Exactly as given, repeat all of the entries.

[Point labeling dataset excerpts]
----

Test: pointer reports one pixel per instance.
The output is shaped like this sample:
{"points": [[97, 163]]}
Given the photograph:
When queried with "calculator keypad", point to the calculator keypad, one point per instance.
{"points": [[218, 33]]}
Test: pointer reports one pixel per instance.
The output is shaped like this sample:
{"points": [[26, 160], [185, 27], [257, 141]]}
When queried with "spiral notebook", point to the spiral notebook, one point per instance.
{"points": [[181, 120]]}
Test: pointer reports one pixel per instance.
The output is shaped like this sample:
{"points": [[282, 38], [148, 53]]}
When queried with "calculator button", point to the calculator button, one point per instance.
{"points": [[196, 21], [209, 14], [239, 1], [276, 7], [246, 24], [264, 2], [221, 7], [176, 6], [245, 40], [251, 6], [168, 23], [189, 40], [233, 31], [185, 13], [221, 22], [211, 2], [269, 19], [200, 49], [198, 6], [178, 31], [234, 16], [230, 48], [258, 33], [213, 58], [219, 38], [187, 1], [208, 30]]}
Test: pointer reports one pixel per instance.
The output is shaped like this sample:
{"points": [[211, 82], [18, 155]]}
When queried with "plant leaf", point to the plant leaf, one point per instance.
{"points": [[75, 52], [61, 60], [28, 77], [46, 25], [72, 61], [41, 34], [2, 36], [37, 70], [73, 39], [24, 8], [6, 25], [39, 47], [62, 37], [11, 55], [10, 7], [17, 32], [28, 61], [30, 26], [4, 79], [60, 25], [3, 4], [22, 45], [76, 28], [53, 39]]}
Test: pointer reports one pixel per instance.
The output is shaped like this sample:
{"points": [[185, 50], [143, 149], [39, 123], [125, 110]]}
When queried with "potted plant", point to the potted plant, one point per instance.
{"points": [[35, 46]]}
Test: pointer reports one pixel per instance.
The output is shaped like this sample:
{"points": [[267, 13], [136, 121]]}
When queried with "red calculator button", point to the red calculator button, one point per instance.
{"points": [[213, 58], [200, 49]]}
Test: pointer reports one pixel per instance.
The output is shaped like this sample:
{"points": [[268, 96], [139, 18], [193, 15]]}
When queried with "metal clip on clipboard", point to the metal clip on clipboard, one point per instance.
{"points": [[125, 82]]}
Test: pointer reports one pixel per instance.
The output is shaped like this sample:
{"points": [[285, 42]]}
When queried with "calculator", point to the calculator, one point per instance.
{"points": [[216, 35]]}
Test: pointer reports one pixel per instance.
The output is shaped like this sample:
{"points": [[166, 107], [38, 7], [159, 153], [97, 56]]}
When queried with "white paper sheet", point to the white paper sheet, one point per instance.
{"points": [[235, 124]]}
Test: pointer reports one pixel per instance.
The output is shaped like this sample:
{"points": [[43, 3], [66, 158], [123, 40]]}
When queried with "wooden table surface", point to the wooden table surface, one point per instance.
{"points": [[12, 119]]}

----

- Solution to this exercise:
Test: pointer reports one pixel per instance.
The output is shaped like this sample:
{"points": [[97, 163]]}
Given the photograph:
When queried with "calculator keypad", point to the calculator keypad, one point per instance.
{"points": [[218, 33]]}
Test: pointer reports one pixel per instance.
The output is shaped like this sample:
{"points": [[26, 160], [185, 27], [257, 141]]}
When queried with "spiral notebook", point to the spiral notebook, one point per instance.
{"points": [[181, 120]]}
Test: pointer reports one pixel per instance.
The output is shaped like this sample:
{"points": [[282, 38], [148, 53]]}
When queried with "calculator button", point to the calculator button, one point per instance.
{"points": [[196, 21], [209, 14], [239, 1], [276, 7], [246, 24], [264, 2], [221, 7], [176, 6], [245, 40], [251, 6], [168, 23], [189, 40], [233, 31], [185, 13], [221, 22], [211, 2], [269, 19], [200, 49], [198, 6], [178, 31], [234, 16], [230, 48], [258, 33], [213, 58], [219, 38], [187, 1], [208, 30]]}
Test: pointer reports one pixel per instance.
The output is shaped like this sample:
{"points": [[211, 82], [18, 155]]}
When queried with "plant leaf", point to the plant leaf, one point per instance.
{"points": [[75, 52], [61, 60], [28, 77], [46, 25], [72, 61], [41, 34], [2, 36], [37, 70], [73, 39], [24, 8], [6, 25], [39, 47], [62, 37], [11, 55], [10, 7], [17, 32], [28, 61], [30, 26], [4, 79], [60, 25], [3, 4], [22, 45], [76, 28], [53, 39]]}
Test: pointer reports one pixel per instance.
The output is shaped like this sample:
{"points": [[185, 50], [143, 149], [39, 123], [125, 110]]}
When queried with "potted plant", point to the potted plant, one point per instance.
{"points": [[35, 46]]}
Test: pointer reports one pixel per instance.
The output is shaped like this sample:
{"points": [[267, 13], [136, 121]]}
When queried with "red calculator button", point to the red calculator button, one point per instance.
{"points": [[213, 58], [200, 49]]}
Test: pointer reports one pixel per instance.
The output is shaped like this sample:
{"points": [[268, 96], [139, 18], [193, 15]]}
When queried with "metal clip on clipboard", point to the metal clip on clipboard, one point per instance.
{"points": [[125, 82]]}
Test: pointer reports one pixel per instance.
The output is shaped like this sample:
{"points": [[285, 42]]}
When queried with "calculator", point to the calculator, one point per instance.
{"points": [[216, 35]]}
Test: pointer reports one pixel per instance.
The output is shaped like this sample:
{"points": [[166, 107], [38, 7], [159, 153], [97, 56]]}
When queried with "white paper sheet", point to the white paper sheet, one point per instance.
{"points": [[235, 124]]}
Test: pointer reports one pixel per instance.
The output is shaped like this sample:
{"points": [[43, 3], [66, 158], [123, 40]]}
When queried with "wooden table surface", point to the wooden table surface, one point per instance.
{"points": [[12, 119]]}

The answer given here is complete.